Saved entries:
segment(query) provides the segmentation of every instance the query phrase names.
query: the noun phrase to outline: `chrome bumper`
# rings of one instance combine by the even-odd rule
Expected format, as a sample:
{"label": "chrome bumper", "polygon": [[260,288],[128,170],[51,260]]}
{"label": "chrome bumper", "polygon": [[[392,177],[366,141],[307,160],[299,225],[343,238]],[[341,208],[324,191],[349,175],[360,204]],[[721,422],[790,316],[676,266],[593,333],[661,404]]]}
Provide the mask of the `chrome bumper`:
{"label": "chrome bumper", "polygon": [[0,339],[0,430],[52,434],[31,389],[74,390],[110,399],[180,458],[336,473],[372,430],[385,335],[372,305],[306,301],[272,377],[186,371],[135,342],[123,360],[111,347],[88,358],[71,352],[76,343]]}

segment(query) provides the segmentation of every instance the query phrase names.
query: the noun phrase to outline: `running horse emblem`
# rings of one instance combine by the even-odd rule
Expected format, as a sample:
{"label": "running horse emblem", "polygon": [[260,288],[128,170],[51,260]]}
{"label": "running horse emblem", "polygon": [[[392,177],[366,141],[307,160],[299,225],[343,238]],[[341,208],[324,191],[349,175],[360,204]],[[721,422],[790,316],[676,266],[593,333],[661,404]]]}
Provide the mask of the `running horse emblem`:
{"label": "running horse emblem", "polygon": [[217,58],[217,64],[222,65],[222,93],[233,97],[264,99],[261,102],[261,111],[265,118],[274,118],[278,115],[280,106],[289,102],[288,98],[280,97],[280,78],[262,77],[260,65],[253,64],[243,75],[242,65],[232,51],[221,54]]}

ASSIGNED TASK: Where does the string "query" appear in the records above? Show every line that holds it.

ANSWER SPACE:
segment(query) provides the segmentation of every instance the query phrase names.
query: the noun phrase to outline: `chrome bumper`
segment(query) provides the segmentation of every instance the query phrase names.
query: the noun phrase to outline: `running horse emblem`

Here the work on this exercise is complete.